> [Exercise material]:
* START *
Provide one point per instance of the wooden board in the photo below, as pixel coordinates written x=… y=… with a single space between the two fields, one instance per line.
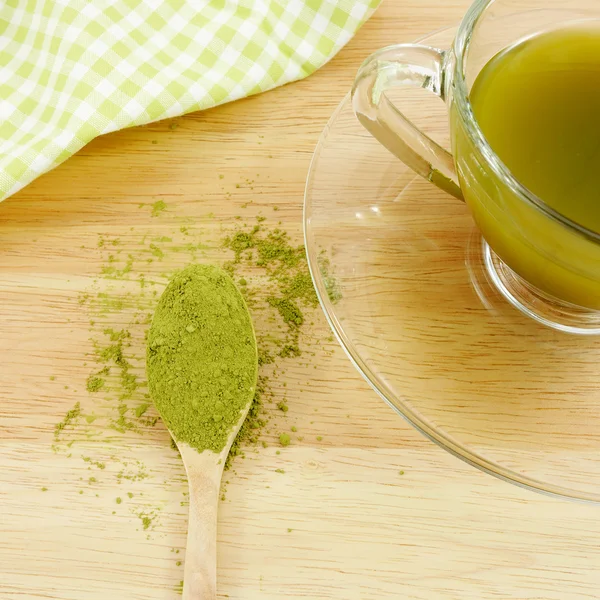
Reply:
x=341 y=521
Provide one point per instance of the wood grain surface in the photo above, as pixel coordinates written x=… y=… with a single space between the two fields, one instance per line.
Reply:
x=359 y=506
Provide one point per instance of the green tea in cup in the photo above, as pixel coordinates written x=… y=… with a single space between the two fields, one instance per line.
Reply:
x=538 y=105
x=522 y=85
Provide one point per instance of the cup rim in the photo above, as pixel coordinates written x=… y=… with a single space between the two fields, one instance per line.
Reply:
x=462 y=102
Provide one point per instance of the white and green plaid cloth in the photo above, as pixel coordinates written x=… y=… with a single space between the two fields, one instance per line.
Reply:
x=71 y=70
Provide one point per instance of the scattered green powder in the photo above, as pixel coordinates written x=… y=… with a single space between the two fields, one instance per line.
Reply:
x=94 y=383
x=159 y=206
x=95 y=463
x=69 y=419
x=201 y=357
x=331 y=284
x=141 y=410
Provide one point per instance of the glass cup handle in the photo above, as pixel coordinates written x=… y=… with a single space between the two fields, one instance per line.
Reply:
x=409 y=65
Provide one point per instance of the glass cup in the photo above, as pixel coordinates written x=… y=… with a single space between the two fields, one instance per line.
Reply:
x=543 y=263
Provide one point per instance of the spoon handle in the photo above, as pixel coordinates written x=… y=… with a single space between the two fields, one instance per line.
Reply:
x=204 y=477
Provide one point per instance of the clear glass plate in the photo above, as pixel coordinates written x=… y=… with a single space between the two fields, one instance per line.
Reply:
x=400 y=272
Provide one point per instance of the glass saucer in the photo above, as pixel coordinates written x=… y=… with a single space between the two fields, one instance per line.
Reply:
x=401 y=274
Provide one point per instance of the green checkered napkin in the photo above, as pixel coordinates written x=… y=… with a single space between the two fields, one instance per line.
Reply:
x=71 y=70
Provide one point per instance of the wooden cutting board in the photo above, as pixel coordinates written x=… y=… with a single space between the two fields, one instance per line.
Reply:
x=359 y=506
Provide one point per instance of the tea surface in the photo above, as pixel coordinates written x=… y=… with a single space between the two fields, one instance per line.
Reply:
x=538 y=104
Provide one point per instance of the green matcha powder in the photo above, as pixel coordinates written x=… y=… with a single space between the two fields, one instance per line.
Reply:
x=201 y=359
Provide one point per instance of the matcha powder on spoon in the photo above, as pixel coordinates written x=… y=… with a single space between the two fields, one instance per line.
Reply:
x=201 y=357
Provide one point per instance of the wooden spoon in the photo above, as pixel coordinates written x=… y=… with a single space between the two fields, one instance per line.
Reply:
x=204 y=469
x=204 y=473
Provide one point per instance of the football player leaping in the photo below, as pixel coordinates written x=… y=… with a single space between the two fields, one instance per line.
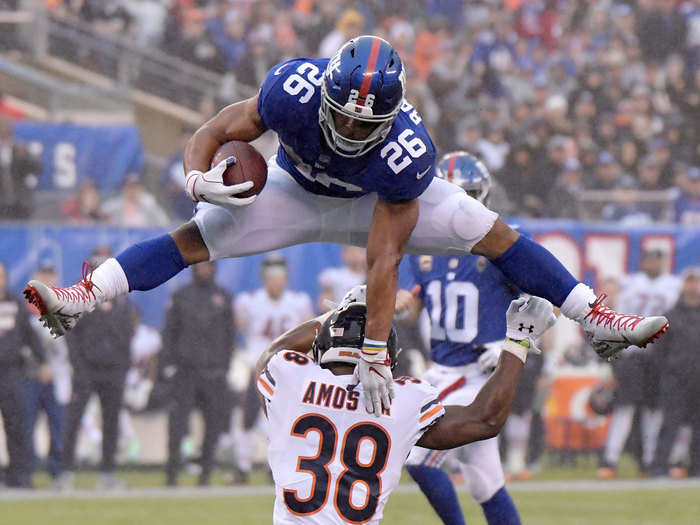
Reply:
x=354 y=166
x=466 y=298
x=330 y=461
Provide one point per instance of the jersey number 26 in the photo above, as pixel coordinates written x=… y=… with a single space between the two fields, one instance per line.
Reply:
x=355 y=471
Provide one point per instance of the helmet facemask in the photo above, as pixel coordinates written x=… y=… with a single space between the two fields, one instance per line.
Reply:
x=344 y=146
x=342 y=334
* END *
* START *
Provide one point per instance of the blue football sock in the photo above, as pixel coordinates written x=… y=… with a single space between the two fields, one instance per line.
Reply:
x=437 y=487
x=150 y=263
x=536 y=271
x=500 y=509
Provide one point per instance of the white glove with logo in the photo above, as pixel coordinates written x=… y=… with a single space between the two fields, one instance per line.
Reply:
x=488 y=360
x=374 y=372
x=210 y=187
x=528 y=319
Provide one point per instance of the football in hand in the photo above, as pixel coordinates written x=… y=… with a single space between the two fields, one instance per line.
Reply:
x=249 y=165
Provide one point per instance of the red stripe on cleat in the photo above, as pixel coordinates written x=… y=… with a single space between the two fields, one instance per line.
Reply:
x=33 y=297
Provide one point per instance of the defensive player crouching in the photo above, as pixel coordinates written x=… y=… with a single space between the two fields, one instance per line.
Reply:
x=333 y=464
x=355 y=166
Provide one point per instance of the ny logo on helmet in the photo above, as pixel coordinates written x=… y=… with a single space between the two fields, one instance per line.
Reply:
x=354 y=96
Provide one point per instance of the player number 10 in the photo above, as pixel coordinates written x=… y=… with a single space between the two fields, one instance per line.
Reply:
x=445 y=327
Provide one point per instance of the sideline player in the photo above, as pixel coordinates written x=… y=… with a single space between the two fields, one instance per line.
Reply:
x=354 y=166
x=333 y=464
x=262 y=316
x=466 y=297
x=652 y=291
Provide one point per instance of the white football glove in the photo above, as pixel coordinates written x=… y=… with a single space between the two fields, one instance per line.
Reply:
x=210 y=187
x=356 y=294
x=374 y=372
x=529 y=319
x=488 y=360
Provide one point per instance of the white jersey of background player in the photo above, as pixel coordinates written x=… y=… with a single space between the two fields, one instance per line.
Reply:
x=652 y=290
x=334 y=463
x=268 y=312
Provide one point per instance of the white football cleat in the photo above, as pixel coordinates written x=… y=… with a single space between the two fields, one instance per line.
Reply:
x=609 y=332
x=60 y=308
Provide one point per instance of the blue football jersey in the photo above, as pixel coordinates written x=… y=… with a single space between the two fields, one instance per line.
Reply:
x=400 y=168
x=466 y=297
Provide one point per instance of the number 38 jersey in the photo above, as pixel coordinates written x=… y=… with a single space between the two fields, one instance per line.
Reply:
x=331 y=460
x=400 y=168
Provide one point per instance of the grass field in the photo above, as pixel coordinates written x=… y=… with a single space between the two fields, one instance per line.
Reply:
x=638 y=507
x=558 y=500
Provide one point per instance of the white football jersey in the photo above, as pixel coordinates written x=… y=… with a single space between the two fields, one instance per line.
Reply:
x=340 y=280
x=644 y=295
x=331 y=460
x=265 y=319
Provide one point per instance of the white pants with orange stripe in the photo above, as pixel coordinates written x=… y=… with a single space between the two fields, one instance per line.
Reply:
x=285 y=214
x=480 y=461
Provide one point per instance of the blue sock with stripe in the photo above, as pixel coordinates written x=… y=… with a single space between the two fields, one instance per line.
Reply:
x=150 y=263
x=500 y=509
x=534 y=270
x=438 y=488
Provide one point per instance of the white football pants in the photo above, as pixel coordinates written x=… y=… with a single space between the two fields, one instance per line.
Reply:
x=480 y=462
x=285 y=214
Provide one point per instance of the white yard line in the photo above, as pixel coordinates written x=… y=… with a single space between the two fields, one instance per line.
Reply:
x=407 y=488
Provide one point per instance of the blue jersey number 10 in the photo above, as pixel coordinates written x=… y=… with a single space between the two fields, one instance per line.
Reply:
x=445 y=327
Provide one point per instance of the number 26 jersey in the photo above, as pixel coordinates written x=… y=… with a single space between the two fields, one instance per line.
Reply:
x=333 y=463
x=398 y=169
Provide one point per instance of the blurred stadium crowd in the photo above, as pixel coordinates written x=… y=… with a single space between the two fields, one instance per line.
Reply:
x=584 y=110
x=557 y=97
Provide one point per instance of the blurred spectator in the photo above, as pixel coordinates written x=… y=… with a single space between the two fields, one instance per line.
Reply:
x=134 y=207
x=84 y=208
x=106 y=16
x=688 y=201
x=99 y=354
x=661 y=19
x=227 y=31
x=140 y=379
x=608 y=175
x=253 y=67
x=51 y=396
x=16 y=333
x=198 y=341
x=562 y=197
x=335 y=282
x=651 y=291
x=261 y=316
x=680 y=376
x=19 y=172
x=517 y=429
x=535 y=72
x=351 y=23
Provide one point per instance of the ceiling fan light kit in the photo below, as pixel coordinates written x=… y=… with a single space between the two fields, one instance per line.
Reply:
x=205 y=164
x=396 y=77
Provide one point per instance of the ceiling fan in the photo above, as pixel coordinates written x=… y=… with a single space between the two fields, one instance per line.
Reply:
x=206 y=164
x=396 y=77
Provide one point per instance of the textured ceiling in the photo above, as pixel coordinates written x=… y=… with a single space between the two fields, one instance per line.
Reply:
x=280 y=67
* END *
* START *
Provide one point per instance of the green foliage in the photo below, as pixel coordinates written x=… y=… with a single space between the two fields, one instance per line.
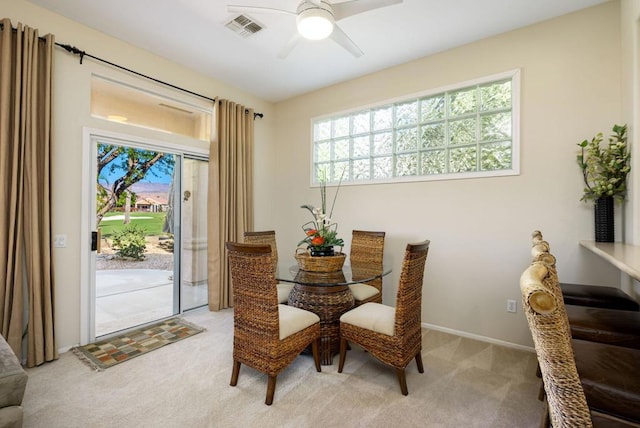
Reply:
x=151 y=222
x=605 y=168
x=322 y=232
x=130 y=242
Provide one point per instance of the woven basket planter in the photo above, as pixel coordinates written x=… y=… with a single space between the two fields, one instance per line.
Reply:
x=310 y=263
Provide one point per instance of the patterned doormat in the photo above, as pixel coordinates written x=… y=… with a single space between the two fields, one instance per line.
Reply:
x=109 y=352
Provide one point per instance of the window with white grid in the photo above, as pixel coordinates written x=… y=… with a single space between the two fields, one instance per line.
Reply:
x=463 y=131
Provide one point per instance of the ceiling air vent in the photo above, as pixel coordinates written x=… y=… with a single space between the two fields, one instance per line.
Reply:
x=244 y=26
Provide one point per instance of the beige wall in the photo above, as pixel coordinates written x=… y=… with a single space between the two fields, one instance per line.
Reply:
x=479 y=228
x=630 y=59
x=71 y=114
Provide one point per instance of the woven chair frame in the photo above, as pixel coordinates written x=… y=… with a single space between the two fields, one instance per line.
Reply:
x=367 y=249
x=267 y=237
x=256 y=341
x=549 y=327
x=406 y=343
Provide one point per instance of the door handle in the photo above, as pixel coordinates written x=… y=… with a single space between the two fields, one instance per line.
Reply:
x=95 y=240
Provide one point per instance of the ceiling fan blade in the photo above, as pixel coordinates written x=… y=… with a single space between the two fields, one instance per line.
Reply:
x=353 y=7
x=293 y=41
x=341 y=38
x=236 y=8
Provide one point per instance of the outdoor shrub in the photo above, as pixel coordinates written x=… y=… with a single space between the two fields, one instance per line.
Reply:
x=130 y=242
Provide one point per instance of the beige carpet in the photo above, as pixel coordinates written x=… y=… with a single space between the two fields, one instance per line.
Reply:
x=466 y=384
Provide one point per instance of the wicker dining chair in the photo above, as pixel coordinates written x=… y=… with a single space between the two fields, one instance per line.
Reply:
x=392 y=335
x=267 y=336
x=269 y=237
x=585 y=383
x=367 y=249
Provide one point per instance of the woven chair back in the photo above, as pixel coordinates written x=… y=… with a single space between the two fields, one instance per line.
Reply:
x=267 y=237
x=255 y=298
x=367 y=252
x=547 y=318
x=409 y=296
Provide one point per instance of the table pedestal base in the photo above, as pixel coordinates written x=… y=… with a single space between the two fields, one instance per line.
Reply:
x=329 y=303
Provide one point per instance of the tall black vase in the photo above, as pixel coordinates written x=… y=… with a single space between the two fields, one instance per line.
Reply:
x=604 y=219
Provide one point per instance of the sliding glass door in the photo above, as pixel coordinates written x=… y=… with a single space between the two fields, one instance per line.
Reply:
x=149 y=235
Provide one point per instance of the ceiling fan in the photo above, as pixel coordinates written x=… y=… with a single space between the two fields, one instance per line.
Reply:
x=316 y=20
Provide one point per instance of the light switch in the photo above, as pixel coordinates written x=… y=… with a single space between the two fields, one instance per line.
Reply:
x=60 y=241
* END *
> [Given request]: Rewrite the records from the line containing "Provide one point per instance of the green matcha" up to and including the line containing "x=201 y=359", keeping the requests as they are. Multiply every coordinate in the answers by 0.6 and round each result to a whole number, with halves rounding up, and give only those lines.

> [Final result]:
Provide one point per instance of the green matcha powder in the photo above, as pixel coordinates written x=… y=… with a single space between the two fields, one instance per line.
Reply:
x=121 y=215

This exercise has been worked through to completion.